Excerpts of location labeling data:

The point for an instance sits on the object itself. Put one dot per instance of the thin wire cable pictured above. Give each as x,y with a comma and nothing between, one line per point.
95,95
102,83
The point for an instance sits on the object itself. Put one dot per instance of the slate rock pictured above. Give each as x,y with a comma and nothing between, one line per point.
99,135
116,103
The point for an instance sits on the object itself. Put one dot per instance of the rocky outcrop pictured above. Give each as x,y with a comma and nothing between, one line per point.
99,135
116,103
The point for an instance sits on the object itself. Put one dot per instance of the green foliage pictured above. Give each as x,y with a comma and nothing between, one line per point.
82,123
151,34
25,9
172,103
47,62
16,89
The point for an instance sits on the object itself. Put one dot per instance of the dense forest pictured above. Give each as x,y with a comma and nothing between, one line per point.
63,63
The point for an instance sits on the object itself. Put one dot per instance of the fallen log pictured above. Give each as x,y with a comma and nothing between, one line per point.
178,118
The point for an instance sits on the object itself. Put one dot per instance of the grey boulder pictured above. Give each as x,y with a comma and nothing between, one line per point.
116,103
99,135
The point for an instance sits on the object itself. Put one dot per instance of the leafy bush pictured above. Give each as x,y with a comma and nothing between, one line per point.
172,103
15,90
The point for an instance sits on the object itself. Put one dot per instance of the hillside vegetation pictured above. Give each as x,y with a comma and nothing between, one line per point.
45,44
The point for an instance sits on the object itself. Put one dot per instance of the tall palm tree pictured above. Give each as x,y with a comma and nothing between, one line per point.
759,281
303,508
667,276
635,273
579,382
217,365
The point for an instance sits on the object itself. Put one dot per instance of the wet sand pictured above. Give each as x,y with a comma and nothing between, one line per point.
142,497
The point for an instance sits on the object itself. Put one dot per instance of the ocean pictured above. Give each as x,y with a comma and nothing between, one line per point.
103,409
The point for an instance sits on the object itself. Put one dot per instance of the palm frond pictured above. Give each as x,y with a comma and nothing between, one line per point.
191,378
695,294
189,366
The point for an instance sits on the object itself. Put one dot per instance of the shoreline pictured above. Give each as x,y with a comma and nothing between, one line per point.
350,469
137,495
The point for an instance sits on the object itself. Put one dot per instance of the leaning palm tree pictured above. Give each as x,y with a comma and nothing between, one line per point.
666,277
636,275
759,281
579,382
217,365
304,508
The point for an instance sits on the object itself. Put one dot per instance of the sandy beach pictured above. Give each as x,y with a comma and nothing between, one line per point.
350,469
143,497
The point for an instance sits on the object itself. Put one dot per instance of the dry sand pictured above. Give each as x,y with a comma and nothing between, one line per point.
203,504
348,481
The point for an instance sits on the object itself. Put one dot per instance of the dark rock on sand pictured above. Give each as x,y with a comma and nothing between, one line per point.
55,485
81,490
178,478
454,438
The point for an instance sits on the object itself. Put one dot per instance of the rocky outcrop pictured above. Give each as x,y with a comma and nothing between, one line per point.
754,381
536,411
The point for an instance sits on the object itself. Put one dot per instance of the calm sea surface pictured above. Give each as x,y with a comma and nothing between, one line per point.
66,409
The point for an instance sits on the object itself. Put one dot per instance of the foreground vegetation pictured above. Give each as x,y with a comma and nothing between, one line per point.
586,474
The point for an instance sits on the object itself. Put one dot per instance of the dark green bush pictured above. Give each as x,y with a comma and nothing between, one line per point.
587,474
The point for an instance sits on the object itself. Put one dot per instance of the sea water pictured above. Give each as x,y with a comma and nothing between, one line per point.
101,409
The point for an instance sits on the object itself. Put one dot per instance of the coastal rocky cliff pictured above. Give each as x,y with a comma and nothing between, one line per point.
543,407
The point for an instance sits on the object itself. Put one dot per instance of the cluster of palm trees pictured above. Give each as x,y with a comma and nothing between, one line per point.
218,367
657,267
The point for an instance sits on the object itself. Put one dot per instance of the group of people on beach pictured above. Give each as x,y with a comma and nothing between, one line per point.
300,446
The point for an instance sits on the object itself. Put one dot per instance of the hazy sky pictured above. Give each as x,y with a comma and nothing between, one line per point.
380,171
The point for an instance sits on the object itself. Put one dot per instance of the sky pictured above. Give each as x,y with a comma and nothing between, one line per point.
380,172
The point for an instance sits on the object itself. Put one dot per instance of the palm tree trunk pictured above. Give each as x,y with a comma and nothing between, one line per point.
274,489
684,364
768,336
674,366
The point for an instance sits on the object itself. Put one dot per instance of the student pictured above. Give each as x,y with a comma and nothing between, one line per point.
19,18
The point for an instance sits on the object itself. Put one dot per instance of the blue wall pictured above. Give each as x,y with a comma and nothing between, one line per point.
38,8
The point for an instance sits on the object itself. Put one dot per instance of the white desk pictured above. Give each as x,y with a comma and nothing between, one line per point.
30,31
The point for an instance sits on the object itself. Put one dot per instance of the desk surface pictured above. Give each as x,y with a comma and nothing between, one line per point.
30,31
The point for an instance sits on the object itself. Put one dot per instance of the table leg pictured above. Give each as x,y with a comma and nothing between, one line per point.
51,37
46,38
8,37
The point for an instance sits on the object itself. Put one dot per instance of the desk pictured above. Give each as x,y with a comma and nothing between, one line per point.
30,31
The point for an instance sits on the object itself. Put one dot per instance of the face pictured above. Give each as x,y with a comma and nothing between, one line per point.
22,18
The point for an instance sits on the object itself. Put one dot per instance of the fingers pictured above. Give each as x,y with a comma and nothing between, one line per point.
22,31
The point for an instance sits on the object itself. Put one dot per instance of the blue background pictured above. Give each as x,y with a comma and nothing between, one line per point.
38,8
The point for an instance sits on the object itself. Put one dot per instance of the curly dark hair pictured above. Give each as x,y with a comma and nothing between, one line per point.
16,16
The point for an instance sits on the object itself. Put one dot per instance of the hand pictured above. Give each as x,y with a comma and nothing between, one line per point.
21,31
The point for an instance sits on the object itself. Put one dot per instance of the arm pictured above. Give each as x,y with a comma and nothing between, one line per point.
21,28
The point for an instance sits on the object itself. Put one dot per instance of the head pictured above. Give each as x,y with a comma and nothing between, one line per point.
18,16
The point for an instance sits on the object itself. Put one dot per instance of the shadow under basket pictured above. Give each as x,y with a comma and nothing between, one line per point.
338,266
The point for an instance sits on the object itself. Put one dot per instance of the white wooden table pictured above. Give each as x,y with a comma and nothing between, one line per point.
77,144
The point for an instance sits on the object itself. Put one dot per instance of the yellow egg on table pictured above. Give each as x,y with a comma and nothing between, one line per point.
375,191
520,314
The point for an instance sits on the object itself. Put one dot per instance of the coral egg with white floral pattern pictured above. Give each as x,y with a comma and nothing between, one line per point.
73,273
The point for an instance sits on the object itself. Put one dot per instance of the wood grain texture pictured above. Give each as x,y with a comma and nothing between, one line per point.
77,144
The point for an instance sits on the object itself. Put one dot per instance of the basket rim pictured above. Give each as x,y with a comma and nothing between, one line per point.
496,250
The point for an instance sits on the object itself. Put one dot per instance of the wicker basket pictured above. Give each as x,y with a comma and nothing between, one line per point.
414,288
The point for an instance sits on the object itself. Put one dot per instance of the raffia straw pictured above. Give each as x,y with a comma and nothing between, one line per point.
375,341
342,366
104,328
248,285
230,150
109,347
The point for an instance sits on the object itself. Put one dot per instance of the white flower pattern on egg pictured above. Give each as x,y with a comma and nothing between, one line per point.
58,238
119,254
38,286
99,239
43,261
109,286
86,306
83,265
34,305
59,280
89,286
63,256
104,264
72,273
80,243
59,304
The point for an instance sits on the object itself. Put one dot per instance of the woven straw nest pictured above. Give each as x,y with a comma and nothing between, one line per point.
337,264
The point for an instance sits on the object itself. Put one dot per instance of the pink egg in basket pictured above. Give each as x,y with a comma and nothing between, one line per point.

* **THE PROBLEM**
Please quote the data above in full, with no line missing.

* **FINISHED ANSWER**
The point for an instance sits on the object itself. Put one dot per instance of the thin wire cable pictured above. Give each as x,y with a comma and nothing between, one line per point.
95,95
102,83
The point for an instance sits on the object itself. Put one dot per instance of the slate rock pictured above. Give each as x,y with a comma and nothing between, one line per point.
99,135
116,103
The point for an instance sits on the object itself. Put one dot per instance of the rocky outcrop pictured above. Give each as x,y with a comma and nothing between, one line per point.
99,135
116,103
The point for an instance sits on the object itself. Put one dot per instance of the green foliage pictured above. Give each as x,y with a comma and nothing between, one line per point.
82,123
151,34
25,9
172,103
47,62
16,89
The point for an instance sits on the object itself. Put one dot per instance of the dense forest pictured above. Give each as x,y with a comma and nothing between, one line per point.
63,63
The point for an instance sits on the object itself. Put one dot per instance of the fallen log pictured above. Give each as x,y with a comma and nothing between, one line per point.
178,118
The point for an instance sits on the object itself. Put one dot per instance of the grey boulder pictured above. Give each as x,y with a comma and nothing between, one line per point.
116,103
99,135
The point for an instance sits on the object itself. Put one dot per instance of the leafy bush pictured above. Give each as x,y with a comma and nothing between, one line per point.
172,103
15,90
The point for an instance sits on the object itself. Put one dot per instance of the hillside vegetation pictured above. Give each as x,y with a comma and nothing between, one line per point.
45,44
The point for an instance sits on the object itself. Put one dot per instance of the tall palm tree pictured above. Give each as x,y with a comma and nothing between, one line per point.
759,281
303,508
667,276
635,273
579,382
217,365
The point for an instance sits on the object itself. Put one dot per instance of the wet sand pictured above. Give each as x,y with a comma and nothing between, one line per point.
142,497
The point for an instance sits on the object itself. Put one dot per instance of the ocean pictured above. Give each as x,y with a comma and nothing between, one line per point.
103,409
The point for an instance sits on the object itself. Put one dot per instance of the palm frond pictured above. Give each as x,y with a comma and nothing between, one line per point.
191,378
695,294
189,366
The point for an instance sits on the object itself. Put one dot per instance of the shoreline pictured above. Give each as x,y with a comma and nothing between, one line per point.
350,469
137,495
The point for an instance sits on the object itself. Put one dot per instance of the leaning palm tree pictured above. Give each as x,y with a comma and nothing between, one line per point.
666,277
636,275
759,281
579,382
217,365
304,508
The point for an instance sits on the object itself. Put one dot per instance of the sandy beach pictured above. Give each as x,y with a comma and nothing between, one line per point.
350,469
143,497
The point for an instance sits on the object itself. Put one dot per instance of the dry sand pictured above. Give each as x,y with a comma and nothing between, one line per point.
203,504
348,481
The point for an instance sits on the object itself. Put one dot per instance of the dark rock on sand pictured above. Give each as x,y with a comma and nothing between, one line per point.
55,485
81,490
178,478
454,438
The point for an instance sits on the object itself. Put one dot per instance of the rocky outcrop pictured above. Give each as x,y with a comma and nothing between, one line per point.
754,381
536,411
The point for an instance sits on the object itself. Put one dot per instance of the calm sea surface pictured above. Give each as x,y with a comma and nothing between, one line per point.
66,409
The point for an instance sits on the object itself. Put one dot per instance of the foreground vegetation pictured above. Give each as x,y with a comma and nothing between, one line per point.
586,474
The point for an instance sits on the object itself. Put one dot per instance of the dark green bush pictured above. Give each as x,y with a comma and nothing between, one line per point.
587,474
The point for an instance sits on the object itself. Put one dot per instance of the sea water pictured above. Give each as x,y with a comma and nothing between, one line per point.
101,409
The point for an instance sits on the object itself. Put one dot per instance of the coastal rocky cliff pictured above. Give each as x,y with a comma and nothing between, one line per point.
543,407
The point for an instance sits on the object itself. Put one dot per instance of the cluster of palm trees pictured above. Give each as x,y with a comma and nothing between, one line per point.
218,367
657,267
The point for an instance sits on the object itself. Put one dot per instance of the group of people on beach pictured above. Give each as x,y with a comma and nothing between, one line per point.
300,446
The point for an instance sits on the object itself. Put one dot per instance of the hazy sky pictured above. Give each as x,y with a comma and nothing between, one line per point.
380,171
The point for an instance sits on the object itself. Put one dot per instance of the sky pictured above. Give each as x,y with a comma and nothing between, one line per point.
380,172
The point for an instance sits on the object itself. Put one dot per instance of the palm tree trunk pictured above. Give each as x,y with a comma and nothing between, one line per point.
274,489
684,364
768,336
674,366
The point for an instance sits on the object itself. Put one dot per instance of the student pictured above. Give each as x,y with a comma and nothing between, one line per point.
19,18
The point for an instance sits on the object itself. Put one dot per instance of the blue wall pictured above. Give each as x,y with a comma and nothing between, one line per point.
38,8
The point for an instance sits on the object itself. Put one dot per instance of the white desk pictured above. Give each as x,y with a comma and nothing between, one line per point.
30,31
The point for an instance sits on the object itself. Put one dot per instance of the desk surface pictured above. Give each as x,y with a comma and nothing between, one line per point.
30,31
The point for an instance sits on the object itself. Put one dot per instance of the table leg pictured above. Give each as x,y with a comma and nothing between, one line per point.
51,37
46,38
8,37
The point for an instance sits on the object itself. Put one dot per instance of the desk pictured above. Give each as x,y with a comma and nothing between, one line per point.
30,31
The point for an instance sits on the object itself. Put one dot per instance of the face pictured above. Give each as x,y with a comma and nothing between, one line per point.
22,18
The point for an instance sits on the object itself. Put one dot per instance of the fingers pictured above. Give each as x,y with a comma and nothing between, one line per point.
22,31
The point for an instance sits on the object itself. Put one dot per instance of the blue background pictured above. Give each as x,y with a comma and nothing between, one line per point.
38,8
The point for an instance sits on the object itself. Put one dot per instance of the curly dark hair pictured above. Give each as x,y with a comma and nothing between, one line per point.
16,16
The point for an instance sits on the object itself. Put one dot per instance of the hand pictured above. Give each as x,y with a comma and nothing between, one line per point.
21,31
The point for an instance sits on the object itself. Put one dot per instance of the arm pictured above. Give each as x,y with a comma and nothing between, one line per point.
21,28
The point for an instance sits on the object itself. Put one dot per instance of the head pictured above. Give each as x,y with a comma and nothing between, one line per point.
18,16
The point for an instance sits on the object itself. Put one dot per instance of the shadow under basket pictured above. Give each as x,y with a comma and nothing between, one line per point.
338,266
The point for an instance sits on the object itself. Put one dot per instance of the white wooden table pictured above. Give each as x,y with a comma and nothing between, one line per point.
77,144
The point for an instance sits on the object itself. Put one dot per instance of the yellow egg on table pictured above. Give each as x,y with a comma and nothing between, one line per point.
375,191
520,314
The point for an instance sits on the object itself. Put one dot per instance of the coral egg with white floral pattern pictured above. Give each as x,y with a comma and nothing between, one line per point.
73,273
The point for an instance sits on the object itself. Put one dot per instance of the wood grain texture pictured above. Give each as x,y with a comma and nothing between, one line per point.
77,144
The point for an instance sits on the object itself. Put one dot per instance of the basket rim pictured above. Give each as x,y with a comma and nothing between, one line per point.
496,250
The point for an instance sits on the object itself. Put one dot per instance of the wicker basket pictured above. Give each as x,y with a comma and nothing between, one line per point.
414,288
The point for an instance sits on the object itself. Put one dot per instance of the raffia straw pictured above. Give each as x,y with a comma and nothing between, one line per point.
375,341
342,366
104,328
248,285
230,150
109,347
The point for an instance sits on the object itself. Put one dot per instance of the white flower pattern on egg pictured above. Give each as x,y with a comma and nothing between, one line per point.
58,238
119,254
38,286
99,239
43,261
109,286
86,306
83,265
34,305
59,280
89,286
63,256
104,264
72,273
80,243
59,304
The point for an instance sits on the object itself. Put one dot per instance of the woven straw nest pictured above. Give each as x,y with a comma and nothing between, one line per point.
337,264
The point for an instance sits on the object itself. Put one dot per instance of the pink egg in basket pictured above. Give each as x,y with a comma and nothing between, one line per point.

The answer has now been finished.